## Work instructions
Could the lines from the start of the data through the line with "entrance, one line per instance." be set down exactly, with no pictures among them?

Stored data entries
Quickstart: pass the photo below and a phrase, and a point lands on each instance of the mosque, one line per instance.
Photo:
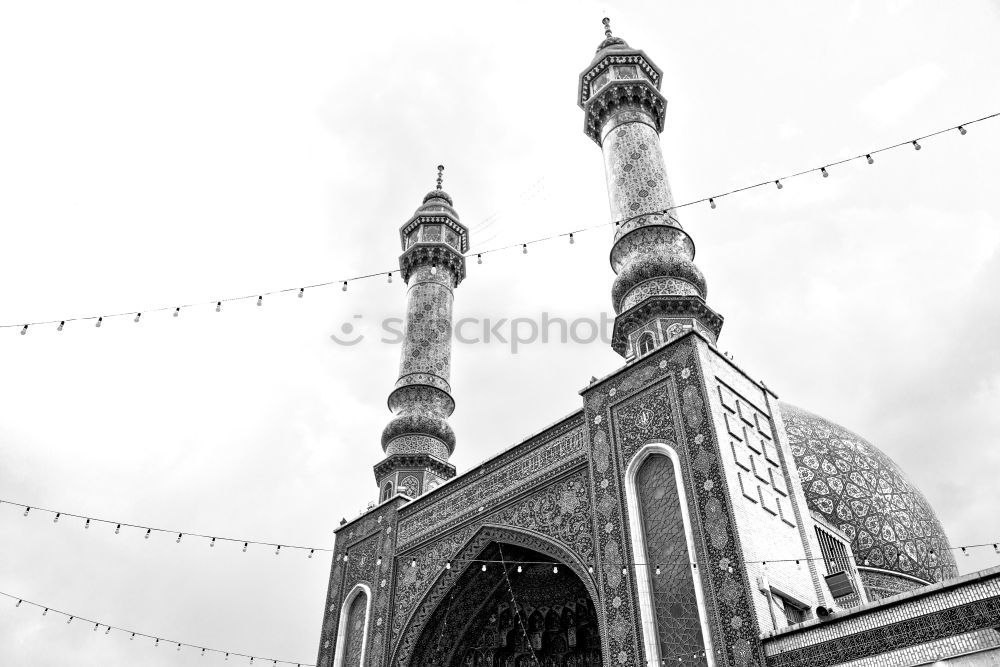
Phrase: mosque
(638, 530)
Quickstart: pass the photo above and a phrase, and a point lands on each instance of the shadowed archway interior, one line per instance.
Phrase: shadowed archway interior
(551, 618)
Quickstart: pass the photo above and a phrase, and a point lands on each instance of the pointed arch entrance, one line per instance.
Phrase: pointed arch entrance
(472, 619)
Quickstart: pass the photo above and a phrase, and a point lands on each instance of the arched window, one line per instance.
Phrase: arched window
(646, 343)
(410, 486)
(671, 600)
(352, 634)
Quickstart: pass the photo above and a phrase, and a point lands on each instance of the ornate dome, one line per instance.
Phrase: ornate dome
(862, 492)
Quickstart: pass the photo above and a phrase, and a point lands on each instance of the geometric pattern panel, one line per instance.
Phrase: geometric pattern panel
(674, 600)
(355, 631)
(861, 491)
(753, 448)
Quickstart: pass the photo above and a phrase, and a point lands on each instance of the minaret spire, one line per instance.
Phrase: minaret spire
(418, 440)
(658, 293)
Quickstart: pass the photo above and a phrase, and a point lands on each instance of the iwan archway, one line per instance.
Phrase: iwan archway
(527, 607)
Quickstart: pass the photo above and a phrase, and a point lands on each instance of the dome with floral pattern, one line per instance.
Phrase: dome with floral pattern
(862, 492)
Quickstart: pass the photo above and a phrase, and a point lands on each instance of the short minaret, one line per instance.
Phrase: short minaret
(418, 441)
(658, 293)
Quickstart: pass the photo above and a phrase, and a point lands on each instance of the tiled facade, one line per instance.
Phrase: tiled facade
(673, 519)
(953, 618)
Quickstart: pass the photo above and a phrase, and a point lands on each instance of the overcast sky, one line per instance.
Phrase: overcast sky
(162, 154)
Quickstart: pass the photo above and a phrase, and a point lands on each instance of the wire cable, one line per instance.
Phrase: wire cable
(157, 639)
(259, 296)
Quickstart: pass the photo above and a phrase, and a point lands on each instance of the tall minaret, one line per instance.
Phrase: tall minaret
(418, 441)
(658, 293)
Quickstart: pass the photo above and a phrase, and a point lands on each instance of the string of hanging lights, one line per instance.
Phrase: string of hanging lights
(517, 607)
(212, 539)
(34, 510)
(157, 641)
(778, 182)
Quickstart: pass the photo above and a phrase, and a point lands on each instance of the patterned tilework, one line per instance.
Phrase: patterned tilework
(943, 614)
(662, 398)
(427, 342)
(977, 643)
(363, 541)
(863, 492)
(637, 177)
(554, 521)
(355, 631)
(477, 625)
(674, 597)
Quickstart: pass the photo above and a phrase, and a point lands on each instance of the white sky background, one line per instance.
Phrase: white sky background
(163, 154)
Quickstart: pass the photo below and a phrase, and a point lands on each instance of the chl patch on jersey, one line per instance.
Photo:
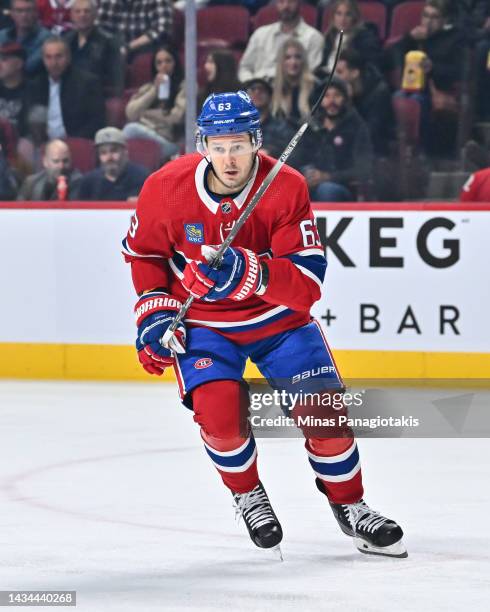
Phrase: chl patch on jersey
(226, 206)
(225, 228)
(204, 362)
(194, 232)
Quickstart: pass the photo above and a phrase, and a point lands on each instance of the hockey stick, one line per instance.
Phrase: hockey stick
(258, 194)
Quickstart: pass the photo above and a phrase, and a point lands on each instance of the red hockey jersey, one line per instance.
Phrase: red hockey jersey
(477, 187)
(176, 215)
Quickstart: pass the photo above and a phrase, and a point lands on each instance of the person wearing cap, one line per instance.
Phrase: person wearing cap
(72, 99)
(276, 133)
(335, 156)
(27, 31)
(93, 49)
(116, 178)
(13, 102)
(260, 57)
(45, 185)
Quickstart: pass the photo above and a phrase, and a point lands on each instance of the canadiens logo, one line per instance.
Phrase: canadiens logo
(194, 232)
(226, 206)
(225, 228)
(204, 362)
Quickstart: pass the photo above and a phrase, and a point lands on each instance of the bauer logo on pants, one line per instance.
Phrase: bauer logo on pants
(205, 362)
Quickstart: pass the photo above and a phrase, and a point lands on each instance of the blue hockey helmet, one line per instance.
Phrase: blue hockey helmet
(228, 113)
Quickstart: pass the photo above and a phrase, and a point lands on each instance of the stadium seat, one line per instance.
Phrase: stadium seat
(405, 17)
(374, 12)
(139, 71)
(268, 14)
(407, 112)
(230, 23)
(82, 153)
(147, 153)
(115, 112)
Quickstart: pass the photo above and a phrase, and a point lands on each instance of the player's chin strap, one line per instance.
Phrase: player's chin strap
(273, 172)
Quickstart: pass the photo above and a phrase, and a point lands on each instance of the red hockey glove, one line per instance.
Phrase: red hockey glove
(237, 278)
(155, 312)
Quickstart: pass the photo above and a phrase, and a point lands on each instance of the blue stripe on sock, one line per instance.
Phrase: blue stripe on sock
(233, 460)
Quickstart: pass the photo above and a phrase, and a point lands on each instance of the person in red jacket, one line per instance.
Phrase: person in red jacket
(477, 187)
(55, 14)
(254, 303)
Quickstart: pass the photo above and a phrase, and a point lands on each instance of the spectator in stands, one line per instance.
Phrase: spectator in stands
(220, 72)
(72, 99)
(482, 56)
(447, 59)
(12, 86)
(141, 24)
(363, 37)
(116, 178)
(276, 133)
(440, 40)
(58, 180)
(26, 31)
(157, 110)
(55, 14)
(94, 50)
(293, 84)
(371, 97)
(477, 187)
(260, 57)
(336, 157)
(5, 19)
(8, 179)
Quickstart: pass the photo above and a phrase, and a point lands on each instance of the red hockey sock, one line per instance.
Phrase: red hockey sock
(336, 464)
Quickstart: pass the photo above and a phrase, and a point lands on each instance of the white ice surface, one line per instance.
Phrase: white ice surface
(106, 490)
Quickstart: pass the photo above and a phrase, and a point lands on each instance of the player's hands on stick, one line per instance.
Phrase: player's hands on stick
(237, 277)
(155, 311)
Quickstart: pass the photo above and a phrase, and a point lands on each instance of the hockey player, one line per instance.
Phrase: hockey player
(255, 304)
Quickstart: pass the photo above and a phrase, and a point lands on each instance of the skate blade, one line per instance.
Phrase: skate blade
(397, 549)
(277, 552)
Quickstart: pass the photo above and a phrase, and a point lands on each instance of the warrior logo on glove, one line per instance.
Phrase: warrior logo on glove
(237, 277)
(155, 312)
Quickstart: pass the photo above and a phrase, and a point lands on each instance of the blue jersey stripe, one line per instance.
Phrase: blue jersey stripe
(316, 264)
(338, 468)
(233, 460)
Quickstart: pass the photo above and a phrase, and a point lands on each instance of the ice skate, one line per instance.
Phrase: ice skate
(373, 533)
(258, 515)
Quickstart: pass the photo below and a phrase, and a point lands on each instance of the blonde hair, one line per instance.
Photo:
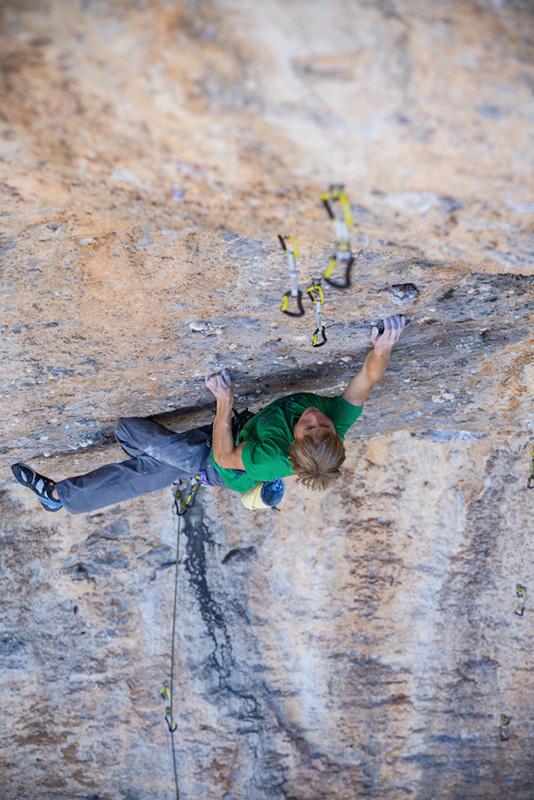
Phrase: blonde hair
(317, 461)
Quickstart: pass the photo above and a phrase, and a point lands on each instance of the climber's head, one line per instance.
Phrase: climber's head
(317, 452)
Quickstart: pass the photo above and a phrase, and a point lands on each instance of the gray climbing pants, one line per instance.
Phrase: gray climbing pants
(159, 457)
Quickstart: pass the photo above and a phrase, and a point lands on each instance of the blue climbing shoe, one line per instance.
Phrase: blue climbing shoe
(272, 492)
(43, 487)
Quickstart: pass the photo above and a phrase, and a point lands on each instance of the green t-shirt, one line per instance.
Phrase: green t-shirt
(269, 433)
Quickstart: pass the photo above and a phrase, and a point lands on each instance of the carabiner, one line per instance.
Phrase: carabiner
(521, 592)
(166, 695)
(316, 295)
(504, 727)
(342, 225)
(182, 506)
(345, 282)
(294, 293)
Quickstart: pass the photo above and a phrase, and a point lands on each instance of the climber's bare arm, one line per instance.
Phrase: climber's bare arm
(376, 362)
(225, 453)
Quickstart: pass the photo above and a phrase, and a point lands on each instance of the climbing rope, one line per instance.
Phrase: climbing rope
(343, 223)
(181, 507)
(294, 293)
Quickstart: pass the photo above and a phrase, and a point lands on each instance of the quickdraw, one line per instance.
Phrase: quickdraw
(294, 293)
(316, 295)
(504, 727)
(165, 692)
(343, 255)
(521, 592)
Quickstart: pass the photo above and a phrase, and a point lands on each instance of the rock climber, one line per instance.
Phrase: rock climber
(299, 433)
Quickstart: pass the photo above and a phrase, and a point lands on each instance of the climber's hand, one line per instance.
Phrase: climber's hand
(393, 327)
(220, 384)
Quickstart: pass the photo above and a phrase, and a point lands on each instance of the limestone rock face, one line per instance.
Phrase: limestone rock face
(361, 642)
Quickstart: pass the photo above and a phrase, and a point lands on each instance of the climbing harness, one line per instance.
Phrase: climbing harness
(504, 727)
(294, 293)
(181, 506)
(316, 295)
(521, 592)
(343, 255)
(190, 494)
(530, 483)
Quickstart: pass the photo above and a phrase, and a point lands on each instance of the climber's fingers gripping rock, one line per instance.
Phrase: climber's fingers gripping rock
(393, 327)
(220, 384)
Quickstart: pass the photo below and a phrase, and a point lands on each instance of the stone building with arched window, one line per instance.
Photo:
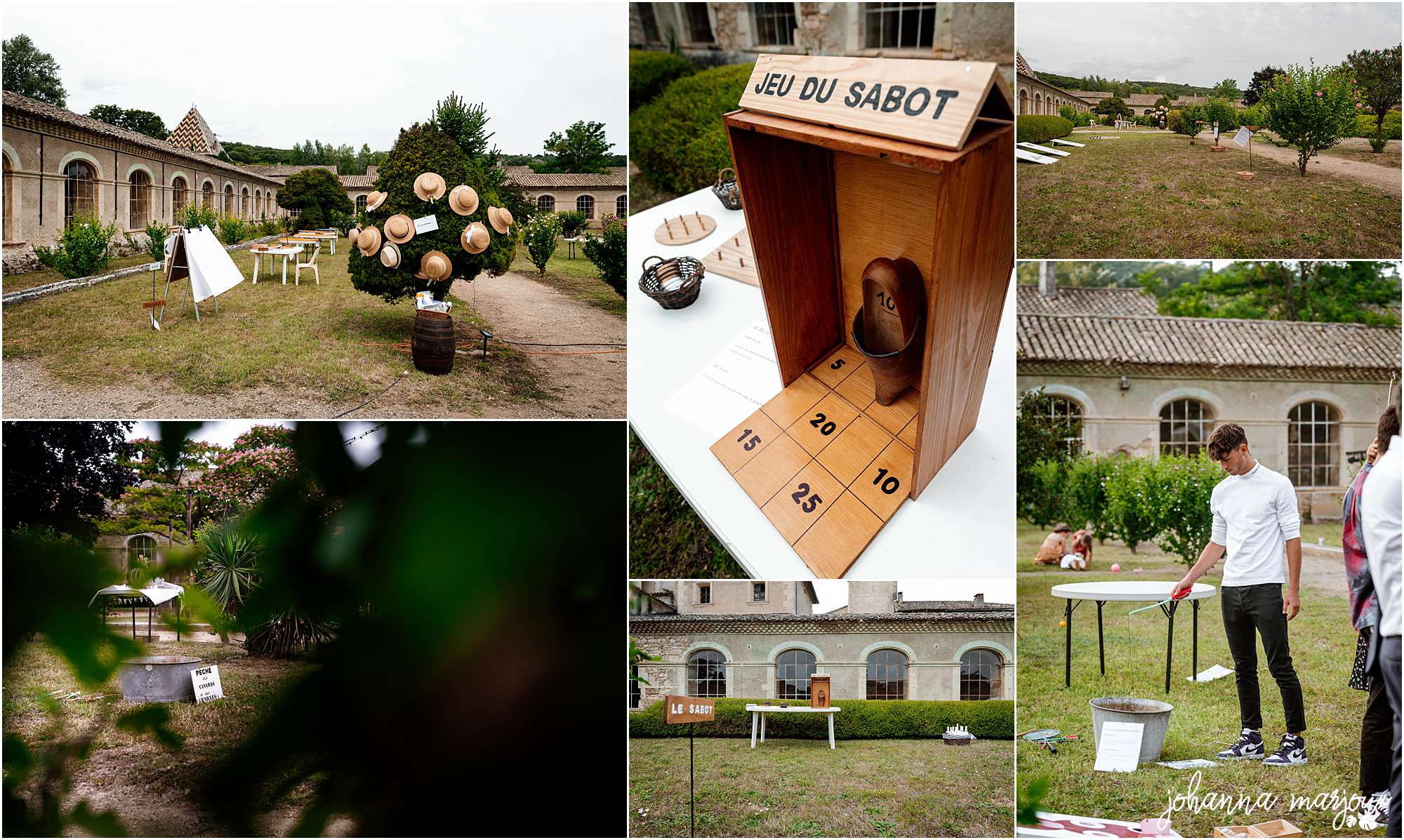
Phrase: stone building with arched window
(1309, 395)
(763, 639)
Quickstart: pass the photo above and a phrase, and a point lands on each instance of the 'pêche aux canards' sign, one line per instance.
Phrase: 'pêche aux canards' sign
(922, 100)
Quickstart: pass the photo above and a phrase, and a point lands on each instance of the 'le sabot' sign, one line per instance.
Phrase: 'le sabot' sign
(689, 709)
(922, 100)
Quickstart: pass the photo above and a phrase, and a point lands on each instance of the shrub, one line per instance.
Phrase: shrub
(610, 252)
(679, 140)
(860, 719)
(572, 222)
(1034, 128)
(1311, 109)
(651, 72)
(85, 248)
(541, 234)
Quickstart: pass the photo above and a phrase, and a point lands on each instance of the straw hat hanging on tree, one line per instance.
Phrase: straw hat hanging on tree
(426, 149)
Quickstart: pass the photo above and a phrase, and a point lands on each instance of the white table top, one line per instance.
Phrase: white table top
(974, 493)
(1130, 590)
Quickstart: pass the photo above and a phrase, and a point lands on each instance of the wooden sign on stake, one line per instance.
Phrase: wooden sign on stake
(929, 102)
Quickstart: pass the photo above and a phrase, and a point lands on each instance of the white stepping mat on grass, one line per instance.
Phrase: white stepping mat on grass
(1045, 149)
(1033, 158)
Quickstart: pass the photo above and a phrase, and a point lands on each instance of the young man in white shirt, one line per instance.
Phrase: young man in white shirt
(1257, 521)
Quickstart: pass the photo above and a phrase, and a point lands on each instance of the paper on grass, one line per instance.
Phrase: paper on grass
(1118, 746)
(734, 385)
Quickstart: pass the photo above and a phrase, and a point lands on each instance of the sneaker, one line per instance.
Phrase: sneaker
(1294, 750)
(1247, 746)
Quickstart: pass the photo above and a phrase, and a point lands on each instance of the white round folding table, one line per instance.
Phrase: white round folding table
(1128, 590)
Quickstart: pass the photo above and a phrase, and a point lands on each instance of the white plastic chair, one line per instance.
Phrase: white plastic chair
(311, 265)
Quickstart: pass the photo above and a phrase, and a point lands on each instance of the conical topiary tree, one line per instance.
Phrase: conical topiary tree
(420, 149)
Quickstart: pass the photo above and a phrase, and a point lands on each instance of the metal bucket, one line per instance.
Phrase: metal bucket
(158, 679)
(1134, 709)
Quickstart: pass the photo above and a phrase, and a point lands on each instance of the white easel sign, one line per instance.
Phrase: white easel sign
(207, 683)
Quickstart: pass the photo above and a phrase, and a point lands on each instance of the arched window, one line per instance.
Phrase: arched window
(707, 674)
(1186, 426)
(1315, 446)
(981, 674)
(887, 674)
(79, 190)
(178, 196)
(140, 200)
(793, 673)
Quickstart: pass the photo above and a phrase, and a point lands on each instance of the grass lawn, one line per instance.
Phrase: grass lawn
(1205, 716)
(329, 342)
(1153, 196)
(578, 279)
(145, 782)
(801, 788)
(668, 538)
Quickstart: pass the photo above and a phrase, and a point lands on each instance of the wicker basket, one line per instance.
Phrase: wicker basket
(727, 190)
(672, 283)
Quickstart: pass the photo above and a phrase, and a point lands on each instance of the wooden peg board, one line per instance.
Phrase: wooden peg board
(684, 229)
(825, 462)
(735, 260)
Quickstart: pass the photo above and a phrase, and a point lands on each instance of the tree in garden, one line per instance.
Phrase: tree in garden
(1312, 109)
(581, 149)
(32, 74)
(420, 149)
(58, 476)
(1261, 82)
(317, 193)
(1378, 75)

## Task output
Quickstart: pass the photo below and a phrase, and a point lands on each instance of the mosque, one line per instance.
Photo:
Phrase: mosque
(638, 530)
Quickstart: pass the photo above and a phrase, and a point lands on each instance of the shadowed archway interior, one line per instance.
Phrase: shadowed archway interior
(551, 618)
Quickstart: pass the photo above and a phrase, and a point lands on each instance of the pointed arch entrance, one line per instance.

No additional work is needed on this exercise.